Stated task A:
Lay out the listing as a numbered list, starting from the line with "Where can you spot the navy" up to and including the line with "(1003, 260)", with blank lines left out.

Selected excerpt:
# # #

Yes, you can practice alone —

sangha will survive.

No, this is not the beginning of a bad joke about a priest and a householder entering a bar. Though that certainly has happened a lot in history. No, this is about the anomalies and apparent contradictions that arise in the propagation of Zen in a hyper-secular society such as the good old USA, where a lay Zen priest, the very idea, lands with a thud, like the proverbial lead balloon. Another can of worms to open.

This issue has raised its head with furrowed brow again and again in the history of the Atlanta Soto Zen Center (ASZC) and its umbrella organization, the Silent Thunder Order (STO), and is sure to keep coming back like a bad penny, to coin another cliché, no pun intended. My role as guiding teacher and Zen priest has been the occasion, or the excuse, for mass defections of disgruntled senior students taking entire boards of directors with them, once in 2000 and again in 2010. So we are overdue for a repeat performance. And this is not an unknown issue at other Zen centers, if only in America.

Some feel that nowadays there is no more reason to have to have a physical Zen center, what with the advent of online meetings via Skype or Zoom, or whatever the yet-to-be-named inevitable successor applications arise as antithesis in the internet realm. Why pay for upkeep and maintenance of brick and mortar, not to mention supporting a priest? The entire world of retail, along with much of office space, is going virtual, after all. I must admit to a bias here, which you may interpret as selfish on my part, in that I have some skin in the game. A significant portion of my income — thankfully not a majority — is in the form of what is called, in IRS lexicon, a “minister’s household expense,” provided by donors to ASZC. I began receiving compensation for the first time in 2007, after formal transmission as a priest.

Let me address the personal dimension for a moment, as this is one of many examples of the friction that arises between the social and personal realms that I have modeled as nesting spheres. The choice of the word “nesting” lends a comfortable coloration to the association, like little birdies nesting in the tree, under the care of mommy and daddy birds, who bring them juicy worms. This analogy is not as off-base, or as quaint, as it may sound. Sangha, the Zen community, is our “dharma family” after all.

# # #

Material for this exercise:
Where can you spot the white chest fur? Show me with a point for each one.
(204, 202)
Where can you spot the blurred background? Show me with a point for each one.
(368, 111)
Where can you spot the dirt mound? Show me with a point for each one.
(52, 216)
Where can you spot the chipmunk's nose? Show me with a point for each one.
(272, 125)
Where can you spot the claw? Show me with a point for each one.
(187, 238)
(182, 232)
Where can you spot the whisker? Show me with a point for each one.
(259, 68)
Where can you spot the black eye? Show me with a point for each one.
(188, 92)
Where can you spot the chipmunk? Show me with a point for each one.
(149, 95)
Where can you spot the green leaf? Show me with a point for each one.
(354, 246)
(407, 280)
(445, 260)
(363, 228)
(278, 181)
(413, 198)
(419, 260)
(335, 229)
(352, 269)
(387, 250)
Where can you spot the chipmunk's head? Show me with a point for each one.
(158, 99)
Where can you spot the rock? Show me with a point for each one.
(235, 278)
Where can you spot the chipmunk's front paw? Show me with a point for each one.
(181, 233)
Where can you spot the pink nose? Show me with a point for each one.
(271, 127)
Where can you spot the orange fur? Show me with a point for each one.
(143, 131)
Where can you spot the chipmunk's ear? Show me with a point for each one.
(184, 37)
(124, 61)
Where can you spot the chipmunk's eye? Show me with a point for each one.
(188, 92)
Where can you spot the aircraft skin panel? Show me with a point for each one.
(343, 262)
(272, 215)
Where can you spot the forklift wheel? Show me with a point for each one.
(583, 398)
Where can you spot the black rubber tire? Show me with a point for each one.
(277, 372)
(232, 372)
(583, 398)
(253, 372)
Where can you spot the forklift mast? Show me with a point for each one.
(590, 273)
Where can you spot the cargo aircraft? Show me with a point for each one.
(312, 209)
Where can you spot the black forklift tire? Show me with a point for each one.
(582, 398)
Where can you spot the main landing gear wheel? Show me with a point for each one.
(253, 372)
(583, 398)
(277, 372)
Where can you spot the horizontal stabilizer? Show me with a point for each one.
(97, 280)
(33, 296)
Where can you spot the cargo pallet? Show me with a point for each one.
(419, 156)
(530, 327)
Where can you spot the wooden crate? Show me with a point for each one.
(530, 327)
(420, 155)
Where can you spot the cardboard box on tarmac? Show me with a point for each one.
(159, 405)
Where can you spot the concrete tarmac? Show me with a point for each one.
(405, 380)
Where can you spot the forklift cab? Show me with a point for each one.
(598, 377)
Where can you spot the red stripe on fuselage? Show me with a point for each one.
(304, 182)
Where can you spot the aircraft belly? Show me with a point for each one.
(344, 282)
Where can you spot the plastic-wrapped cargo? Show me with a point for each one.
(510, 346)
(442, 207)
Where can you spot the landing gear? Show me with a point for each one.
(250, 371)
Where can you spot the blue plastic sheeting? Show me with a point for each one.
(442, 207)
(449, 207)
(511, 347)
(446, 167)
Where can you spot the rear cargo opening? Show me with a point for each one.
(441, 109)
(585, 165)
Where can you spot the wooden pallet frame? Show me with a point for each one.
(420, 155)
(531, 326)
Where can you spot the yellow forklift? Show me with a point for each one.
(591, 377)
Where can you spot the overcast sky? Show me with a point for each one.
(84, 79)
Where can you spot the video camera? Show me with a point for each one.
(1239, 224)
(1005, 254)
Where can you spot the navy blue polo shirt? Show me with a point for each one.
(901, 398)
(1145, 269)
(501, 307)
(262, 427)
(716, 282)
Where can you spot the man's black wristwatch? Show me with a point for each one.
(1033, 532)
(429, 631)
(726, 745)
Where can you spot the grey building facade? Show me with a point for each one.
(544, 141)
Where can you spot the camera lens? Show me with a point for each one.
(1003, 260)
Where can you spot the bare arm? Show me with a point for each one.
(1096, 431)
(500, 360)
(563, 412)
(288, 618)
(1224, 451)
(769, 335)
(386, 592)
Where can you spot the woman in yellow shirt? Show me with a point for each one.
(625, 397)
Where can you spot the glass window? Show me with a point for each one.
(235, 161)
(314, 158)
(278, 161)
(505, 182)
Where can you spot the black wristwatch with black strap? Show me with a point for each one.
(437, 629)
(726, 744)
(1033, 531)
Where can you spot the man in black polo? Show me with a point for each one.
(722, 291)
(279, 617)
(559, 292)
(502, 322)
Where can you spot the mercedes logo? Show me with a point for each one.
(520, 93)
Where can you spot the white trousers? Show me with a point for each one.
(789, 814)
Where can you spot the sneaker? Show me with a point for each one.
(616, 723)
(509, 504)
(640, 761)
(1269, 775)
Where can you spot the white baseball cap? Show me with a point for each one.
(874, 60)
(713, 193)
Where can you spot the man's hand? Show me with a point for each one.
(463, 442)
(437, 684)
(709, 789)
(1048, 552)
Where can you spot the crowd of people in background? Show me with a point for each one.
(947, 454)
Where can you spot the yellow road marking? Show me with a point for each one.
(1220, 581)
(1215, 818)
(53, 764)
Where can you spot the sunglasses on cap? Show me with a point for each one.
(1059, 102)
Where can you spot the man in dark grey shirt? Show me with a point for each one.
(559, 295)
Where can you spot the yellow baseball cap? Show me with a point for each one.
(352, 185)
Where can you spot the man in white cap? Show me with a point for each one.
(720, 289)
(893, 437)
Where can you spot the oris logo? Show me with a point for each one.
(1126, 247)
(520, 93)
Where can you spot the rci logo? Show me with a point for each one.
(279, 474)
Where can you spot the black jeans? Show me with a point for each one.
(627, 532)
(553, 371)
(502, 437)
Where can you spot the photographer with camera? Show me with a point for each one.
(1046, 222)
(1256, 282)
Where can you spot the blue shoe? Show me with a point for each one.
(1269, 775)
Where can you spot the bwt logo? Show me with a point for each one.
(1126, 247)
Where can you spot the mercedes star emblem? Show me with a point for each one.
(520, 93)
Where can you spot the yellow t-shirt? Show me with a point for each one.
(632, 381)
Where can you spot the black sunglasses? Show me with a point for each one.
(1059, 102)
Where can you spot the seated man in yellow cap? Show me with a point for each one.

# # #

Stated task B:
According to the excerpt on Zen practice, in what year did the writer first begin receiving compensation?

Complete output A:
1. Where can you spot the navy blue polo shirt? Show me with a point for each one.
2. (901, 398)
3. (1145, 269)
4. (501, 307)
5. (262, 427)
6. (716, 282)
7. Where can you spot the man's black wristwatch? Show me with a point for each one.
8. (1033, 532)
9. (429, 631)
10. (726, 745)
11. Where can you spot the grey building facade? Show me with a point for each one.
12. (544, 141)
13. Where can you spot the camera lens? Show me with a point for each one.
14. (1003, 260)

Complete output B:
In 2007, after formal transmission as a priest.